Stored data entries
---------------

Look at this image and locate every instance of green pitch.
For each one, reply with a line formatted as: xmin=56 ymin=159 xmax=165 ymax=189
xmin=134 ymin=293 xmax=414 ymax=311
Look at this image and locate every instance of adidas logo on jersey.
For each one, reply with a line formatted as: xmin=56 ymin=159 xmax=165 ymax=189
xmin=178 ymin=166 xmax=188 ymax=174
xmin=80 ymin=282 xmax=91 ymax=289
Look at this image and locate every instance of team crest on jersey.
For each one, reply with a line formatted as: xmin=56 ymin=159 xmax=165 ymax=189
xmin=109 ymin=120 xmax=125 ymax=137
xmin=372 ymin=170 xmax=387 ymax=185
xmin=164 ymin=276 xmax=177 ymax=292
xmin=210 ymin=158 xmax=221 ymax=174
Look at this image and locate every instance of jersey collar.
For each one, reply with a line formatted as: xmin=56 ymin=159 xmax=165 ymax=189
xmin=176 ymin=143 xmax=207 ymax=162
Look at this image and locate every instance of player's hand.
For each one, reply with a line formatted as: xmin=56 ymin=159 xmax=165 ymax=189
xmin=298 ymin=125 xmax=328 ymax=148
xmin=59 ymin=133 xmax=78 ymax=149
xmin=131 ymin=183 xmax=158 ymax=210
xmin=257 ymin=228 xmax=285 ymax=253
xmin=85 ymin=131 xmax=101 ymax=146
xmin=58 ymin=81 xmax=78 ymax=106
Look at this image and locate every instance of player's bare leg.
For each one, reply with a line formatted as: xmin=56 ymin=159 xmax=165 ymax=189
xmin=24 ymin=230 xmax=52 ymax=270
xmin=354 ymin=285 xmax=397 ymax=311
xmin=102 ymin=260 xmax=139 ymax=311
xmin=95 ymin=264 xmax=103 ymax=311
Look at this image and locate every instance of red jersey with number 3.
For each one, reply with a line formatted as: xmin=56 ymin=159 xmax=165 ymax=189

---------------

● **GOAL OF THE EXERCISE**
Rewrite the records above so that each "jersey" becomes "shirt", and keep everything else the same.

● **RESPONSE**
Look at this image and locate every instance of green pitch.
For each one, reply with a line formatted as: xmin=56 ymin=159 xmax=165 ymax=189
xmin=134 ymin=293 xmax=414 ymax=311
Look at this image and locate every instance of adidas logo on shirt.
For each one, reply with a line formatted as: xmin=56 ymin=159 xmax=165 ymax=189
xmin=178 ymin=166 xmax=188 ymax=174
xmin=80 ymin=282 xmax=91 ymax=289
Look at this image and locate every instance of team crest on shirt.
For each one, reply with a line formatted as: xmin=56 ymin=159 xmax=165 ymax=189
xmin=109 ymin=120 xmax=125 ymax=137
xmin=372 ymin=170 xmax=387 ymax=185
xmin=164 ymin=276 xmax=177 ymax=292
xmin=210 ymin=158 xmax=221 ymax=174
Look at this image and locate every instance of shirt collar.
For each one, reply with a line formatted as: xmin=56 ymin=159 xmax=165 ymax=189
xmin=176 ymin=143 xmax=207 ymax=162
Look at this image and locate every instance of player's hand.
For each one, reply with a line formatted as: xmin=56 ymin=159 xmax=165 ymax=189
xmin=298 ymin=125 xmax=328 ymax=148
xmin=59 ymin=133 xmax=78 ymax=149
xmin=131 ymin=183 xmax=158 ymax=210
xmin=257 ymin=228 xmax=285 ymax=253
xmin=85 ymin=131 xmax=101 ymax=146
xmin=58 ymin=81 xmax=78 ymax=106
Look at this image and locate every instance of player's bare leg.
For each one, reply with a line formatted as: xmin=56 ymin=159 xmax=165 ymax=189
xmin=24 ymin=230 xmax=52 ymax=270
xmin=354 ymin=285 xmax=397 ymax=311
xmin=102 ymin=260 xmax=139 ymax=311
xmin=95 ymin=264 xmax=103 ymax=311
Look at this image and locate every instance of red shirt with number 3.
For each one, reply with a line formatted as: xmin=56 ymin=159 xmax=165 ymax=189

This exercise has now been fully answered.